[Selected excerpt]
######

Pandas eval() and query() are NOT faster

Eric Lee
2 min readMay 5, 2020

The purpose of eval() and query() is to improve performance by using C within the bounds of NumPy.

However, a reduction in computational time is not guaranteed for all situations especially since these libraries are continually updated. Referring to dated articles and books does not accurately reflect the current performance of these libraries.

I will ignore discussing Numba which is also a powerful performance enhancing tool.

NumPy vs. NumExpr

NumPy is built for mathematical computations and takes advantage of vectorization and broadcasting. One downside being additional overhead costs due to memory allocation for each computational step.

This is where NumExpr is supposed to come in handy.

NumExpr does not evaluate the arrays using their full size which should reduce computational time when arrays are large.

If we test the code from a well-known data science book Python Data Science Handbook written by Jake VanderPlas, the efficiency advantage no longer exists.

Image from Python Data Science Handbook
Screenshot of locally run code

Tested on a Macbook Pro 2018

In the book, code block 2 evaluated to 87.1 ms and 42.2 ms for code block 3.

When to use eval() and query()

The author recommends using these functions when the size of the data frames are significant in comparison to system memory.

However, even after increasing the size of the data frames above 1 gigabyte, the execution times are almost identical.

Keep this example in mind as you build your data analytics skills.

--

--

######

[Information provided]

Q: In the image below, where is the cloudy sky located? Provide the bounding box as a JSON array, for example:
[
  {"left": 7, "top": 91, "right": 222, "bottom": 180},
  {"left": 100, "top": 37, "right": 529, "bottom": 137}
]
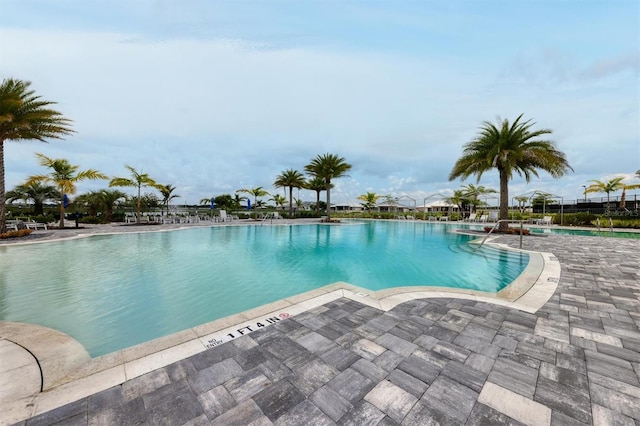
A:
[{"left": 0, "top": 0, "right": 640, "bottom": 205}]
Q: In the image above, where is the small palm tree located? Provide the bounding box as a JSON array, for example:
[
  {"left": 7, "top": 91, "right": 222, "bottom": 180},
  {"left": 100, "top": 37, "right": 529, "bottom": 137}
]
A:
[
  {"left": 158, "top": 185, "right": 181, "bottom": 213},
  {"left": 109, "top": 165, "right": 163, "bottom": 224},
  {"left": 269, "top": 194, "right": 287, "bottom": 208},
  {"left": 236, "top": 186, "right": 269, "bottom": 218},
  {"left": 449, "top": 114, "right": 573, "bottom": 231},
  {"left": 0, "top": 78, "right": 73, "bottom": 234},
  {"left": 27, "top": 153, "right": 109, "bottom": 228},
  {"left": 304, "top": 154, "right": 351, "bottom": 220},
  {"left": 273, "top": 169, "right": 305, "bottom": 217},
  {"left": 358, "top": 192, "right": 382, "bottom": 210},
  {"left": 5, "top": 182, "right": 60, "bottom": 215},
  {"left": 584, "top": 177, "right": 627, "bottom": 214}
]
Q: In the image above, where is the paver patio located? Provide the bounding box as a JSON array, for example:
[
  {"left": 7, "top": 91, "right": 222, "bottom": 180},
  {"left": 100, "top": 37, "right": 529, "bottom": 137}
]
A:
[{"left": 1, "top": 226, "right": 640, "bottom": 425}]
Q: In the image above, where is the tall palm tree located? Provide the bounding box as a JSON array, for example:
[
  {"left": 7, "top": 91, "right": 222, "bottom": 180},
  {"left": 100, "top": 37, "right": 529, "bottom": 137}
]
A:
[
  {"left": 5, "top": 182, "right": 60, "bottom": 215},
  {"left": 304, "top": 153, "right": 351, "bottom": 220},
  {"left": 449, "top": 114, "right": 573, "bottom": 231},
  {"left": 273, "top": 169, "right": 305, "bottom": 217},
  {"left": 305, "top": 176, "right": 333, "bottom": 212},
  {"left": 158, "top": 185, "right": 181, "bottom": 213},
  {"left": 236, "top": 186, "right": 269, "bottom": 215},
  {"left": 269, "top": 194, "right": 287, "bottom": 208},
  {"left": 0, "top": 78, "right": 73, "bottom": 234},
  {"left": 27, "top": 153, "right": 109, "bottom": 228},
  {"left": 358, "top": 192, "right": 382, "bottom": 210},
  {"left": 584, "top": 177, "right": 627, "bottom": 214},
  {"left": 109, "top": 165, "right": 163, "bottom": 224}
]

######

[Instruction 1]
Reproduce word for word the part of the post on pandas eval() and query() that opens with the words containing "The purpose of" and closes with "each computational step.".
[Instruction 2]
List every Python library named in the post on pandas eval() and query().

[Complete answer 1]
The purpose of eval() and query() is to improve performance by using C within the bounds of NumPy.

However, a reduction in computational time is not guaranteed for all situations especially since these libraries are continually updated. Referring to dated articles and books does not accurately reflect the current performance of these libraries.

I will ignore discussing Numba which is also a powerful performance enhancing tool.

NumPy vs. NumExpr

NumPy is built for mathematical computations and takes advantage of vectorization and broadcasting. One downside being additional overhead costs due to memory allocation for each computational step.

[Complete answer 2]
Pandas, NumPy, NumExpr, Numba